▸ **Dataset entries**
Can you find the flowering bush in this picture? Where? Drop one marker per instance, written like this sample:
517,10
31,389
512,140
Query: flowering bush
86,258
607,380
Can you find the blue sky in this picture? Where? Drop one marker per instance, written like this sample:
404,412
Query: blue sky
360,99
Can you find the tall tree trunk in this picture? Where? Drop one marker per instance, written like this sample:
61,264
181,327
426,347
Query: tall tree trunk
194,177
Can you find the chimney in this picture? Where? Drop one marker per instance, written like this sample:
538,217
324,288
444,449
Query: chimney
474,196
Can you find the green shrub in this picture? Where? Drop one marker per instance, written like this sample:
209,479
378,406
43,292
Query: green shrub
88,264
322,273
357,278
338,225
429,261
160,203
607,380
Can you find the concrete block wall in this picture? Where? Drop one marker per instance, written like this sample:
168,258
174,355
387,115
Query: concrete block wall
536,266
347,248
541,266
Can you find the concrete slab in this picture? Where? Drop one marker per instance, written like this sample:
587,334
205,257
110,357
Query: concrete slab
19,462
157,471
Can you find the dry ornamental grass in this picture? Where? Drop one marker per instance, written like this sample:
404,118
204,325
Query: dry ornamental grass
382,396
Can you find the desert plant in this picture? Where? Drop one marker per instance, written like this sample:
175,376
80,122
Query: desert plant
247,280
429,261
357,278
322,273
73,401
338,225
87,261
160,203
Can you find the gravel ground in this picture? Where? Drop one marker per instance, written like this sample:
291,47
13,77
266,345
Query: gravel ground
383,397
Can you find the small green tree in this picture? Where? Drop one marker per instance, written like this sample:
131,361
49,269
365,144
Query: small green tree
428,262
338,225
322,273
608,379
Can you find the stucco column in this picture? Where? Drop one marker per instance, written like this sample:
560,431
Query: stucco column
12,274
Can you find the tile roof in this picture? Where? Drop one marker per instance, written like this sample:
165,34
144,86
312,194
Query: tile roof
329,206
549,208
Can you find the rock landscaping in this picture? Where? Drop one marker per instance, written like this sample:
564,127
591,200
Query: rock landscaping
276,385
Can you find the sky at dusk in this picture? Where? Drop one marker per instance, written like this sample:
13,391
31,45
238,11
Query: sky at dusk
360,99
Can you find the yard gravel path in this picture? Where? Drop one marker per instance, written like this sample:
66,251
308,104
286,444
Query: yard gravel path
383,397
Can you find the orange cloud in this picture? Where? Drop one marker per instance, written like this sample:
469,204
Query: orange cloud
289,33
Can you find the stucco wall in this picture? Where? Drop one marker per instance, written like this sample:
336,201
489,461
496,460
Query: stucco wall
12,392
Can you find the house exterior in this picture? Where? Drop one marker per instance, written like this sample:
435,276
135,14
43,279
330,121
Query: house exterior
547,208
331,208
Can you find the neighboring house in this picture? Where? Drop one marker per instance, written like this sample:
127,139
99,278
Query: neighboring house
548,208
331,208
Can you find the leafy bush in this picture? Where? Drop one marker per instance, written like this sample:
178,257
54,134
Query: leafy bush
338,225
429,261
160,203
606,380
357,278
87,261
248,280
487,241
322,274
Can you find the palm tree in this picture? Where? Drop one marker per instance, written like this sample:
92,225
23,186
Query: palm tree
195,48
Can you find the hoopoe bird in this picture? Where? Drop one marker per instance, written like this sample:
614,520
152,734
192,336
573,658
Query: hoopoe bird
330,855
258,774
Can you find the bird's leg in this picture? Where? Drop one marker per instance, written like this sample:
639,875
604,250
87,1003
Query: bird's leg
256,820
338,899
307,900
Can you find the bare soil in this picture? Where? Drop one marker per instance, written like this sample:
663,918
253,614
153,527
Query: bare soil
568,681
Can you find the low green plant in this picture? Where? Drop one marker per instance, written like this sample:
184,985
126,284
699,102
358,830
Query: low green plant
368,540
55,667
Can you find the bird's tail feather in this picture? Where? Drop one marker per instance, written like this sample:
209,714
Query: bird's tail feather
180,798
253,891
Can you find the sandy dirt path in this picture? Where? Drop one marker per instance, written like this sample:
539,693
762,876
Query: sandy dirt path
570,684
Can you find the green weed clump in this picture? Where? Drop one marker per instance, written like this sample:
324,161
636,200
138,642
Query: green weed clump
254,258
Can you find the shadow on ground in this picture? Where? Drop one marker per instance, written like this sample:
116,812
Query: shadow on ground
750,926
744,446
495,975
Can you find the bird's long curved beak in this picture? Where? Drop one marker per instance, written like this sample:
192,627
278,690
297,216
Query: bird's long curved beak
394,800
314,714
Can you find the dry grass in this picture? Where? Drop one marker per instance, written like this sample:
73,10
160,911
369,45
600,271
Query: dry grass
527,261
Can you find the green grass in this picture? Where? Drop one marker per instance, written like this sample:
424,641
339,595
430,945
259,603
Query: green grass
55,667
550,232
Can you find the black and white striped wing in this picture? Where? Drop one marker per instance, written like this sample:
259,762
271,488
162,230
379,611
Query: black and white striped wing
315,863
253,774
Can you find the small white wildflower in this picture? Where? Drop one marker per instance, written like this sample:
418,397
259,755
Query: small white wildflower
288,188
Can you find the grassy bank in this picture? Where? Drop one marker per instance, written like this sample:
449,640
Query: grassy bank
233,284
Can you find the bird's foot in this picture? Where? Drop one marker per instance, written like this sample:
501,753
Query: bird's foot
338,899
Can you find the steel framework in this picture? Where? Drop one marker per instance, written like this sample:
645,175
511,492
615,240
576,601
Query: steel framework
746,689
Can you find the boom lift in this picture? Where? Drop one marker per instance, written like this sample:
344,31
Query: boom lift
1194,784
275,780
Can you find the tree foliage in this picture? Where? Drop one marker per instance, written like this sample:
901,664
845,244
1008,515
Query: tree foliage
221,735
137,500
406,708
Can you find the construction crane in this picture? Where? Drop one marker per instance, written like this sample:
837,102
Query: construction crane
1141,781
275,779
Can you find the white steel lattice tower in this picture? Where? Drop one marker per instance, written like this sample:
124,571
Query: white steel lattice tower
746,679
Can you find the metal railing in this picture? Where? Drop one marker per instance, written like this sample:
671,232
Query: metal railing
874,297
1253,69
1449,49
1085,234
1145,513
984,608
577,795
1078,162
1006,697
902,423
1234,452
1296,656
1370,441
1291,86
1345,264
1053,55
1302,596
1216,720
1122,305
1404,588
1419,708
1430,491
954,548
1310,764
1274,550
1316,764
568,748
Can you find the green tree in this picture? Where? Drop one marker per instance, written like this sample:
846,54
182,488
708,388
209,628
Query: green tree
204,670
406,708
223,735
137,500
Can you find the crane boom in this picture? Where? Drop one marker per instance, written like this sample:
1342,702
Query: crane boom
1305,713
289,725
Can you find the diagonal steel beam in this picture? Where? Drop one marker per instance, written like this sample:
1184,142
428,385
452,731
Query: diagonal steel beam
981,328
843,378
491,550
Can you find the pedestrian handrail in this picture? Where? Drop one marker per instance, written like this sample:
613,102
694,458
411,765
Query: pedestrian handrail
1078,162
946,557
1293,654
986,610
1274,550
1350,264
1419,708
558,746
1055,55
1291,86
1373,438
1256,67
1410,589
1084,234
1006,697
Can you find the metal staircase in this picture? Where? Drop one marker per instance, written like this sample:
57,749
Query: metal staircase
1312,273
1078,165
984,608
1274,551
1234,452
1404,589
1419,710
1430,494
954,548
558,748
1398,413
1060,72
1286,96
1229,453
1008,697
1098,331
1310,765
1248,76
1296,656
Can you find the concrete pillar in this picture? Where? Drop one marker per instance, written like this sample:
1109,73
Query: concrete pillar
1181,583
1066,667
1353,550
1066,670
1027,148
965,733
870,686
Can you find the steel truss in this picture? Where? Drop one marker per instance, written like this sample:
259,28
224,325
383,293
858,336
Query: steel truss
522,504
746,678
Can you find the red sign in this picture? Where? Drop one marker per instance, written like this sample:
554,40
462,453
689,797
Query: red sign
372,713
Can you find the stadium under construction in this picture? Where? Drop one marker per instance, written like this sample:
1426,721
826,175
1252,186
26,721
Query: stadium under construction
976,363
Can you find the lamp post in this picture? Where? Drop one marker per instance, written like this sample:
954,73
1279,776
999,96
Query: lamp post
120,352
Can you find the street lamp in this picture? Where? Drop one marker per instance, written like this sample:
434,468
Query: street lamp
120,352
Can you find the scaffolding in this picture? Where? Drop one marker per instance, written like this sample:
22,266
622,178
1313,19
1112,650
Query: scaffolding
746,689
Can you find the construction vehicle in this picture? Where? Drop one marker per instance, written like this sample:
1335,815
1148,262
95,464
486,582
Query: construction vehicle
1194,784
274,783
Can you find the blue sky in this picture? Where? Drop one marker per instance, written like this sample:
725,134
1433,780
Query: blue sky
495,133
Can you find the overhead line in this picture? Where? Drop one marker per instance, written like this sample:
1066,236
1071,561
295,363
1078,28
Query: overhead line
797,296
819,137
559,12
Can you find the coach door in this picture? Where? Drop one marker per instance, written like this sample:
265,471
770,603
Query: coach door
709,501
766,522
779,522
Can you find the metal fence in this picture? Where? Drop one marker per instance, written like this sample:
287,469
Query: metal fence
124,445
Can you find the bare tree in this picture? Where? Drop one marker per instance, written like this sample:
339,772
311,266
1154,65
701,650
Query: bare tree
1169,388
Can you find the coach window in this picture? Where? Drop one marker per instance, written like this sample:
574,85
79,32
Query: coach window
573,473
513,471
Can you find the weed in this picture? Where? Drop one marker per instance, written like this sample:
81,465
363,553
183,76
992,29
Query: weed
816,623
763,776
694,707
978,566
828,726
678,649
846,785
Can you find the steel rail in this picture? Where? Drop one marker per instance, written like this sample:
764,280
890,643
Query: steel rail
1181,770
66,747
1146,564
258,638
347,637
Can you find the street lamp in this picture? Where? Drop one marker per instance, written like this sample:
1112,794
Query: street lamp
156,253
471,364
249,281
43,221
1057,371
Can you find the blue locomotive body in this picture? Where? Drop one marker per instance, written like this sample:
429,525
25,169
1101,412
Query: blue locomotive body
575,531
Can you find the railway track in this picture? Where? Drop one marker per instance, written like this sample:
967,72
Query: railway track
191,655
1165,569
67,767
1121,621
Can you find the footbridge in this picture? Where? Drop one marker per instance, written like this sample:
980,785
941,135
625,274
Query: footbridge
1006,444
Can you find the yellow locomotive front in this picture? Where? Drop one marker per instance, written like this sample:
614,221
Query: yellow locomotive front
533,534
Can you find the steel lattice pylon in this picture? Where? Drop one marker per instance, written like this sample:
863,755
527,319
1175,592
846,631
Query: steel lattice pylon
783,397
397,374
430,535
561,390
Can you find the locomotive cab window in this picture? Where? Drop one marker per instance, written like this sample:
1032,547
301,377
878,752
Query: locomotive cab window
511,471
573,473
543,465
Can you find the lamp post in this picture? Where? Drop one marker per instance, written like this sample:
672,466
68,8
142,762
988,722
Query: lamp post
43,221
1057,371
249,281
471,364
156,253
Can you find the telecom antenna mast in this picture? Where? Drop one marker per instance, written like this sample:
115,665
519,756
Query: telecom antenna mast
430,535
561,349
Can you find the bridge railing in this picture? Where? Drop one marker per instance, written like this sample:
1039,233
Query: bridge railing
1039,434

▸ **What is required**
Take from the material above the lines running from the one with "Can you find the dry grass" through the one with "Can you find the green grass", and repeat them exactly, with nothing else.

▸ **Reply**
Can you find the dry grass in this picture? Where? Drop one marker per instance, written like this sample:
73,10
160,911
369,45
600,271
Query: dry grass
527,261
Can you find the green grass in this picture? Where? Drop one marker per instance, written like this sample:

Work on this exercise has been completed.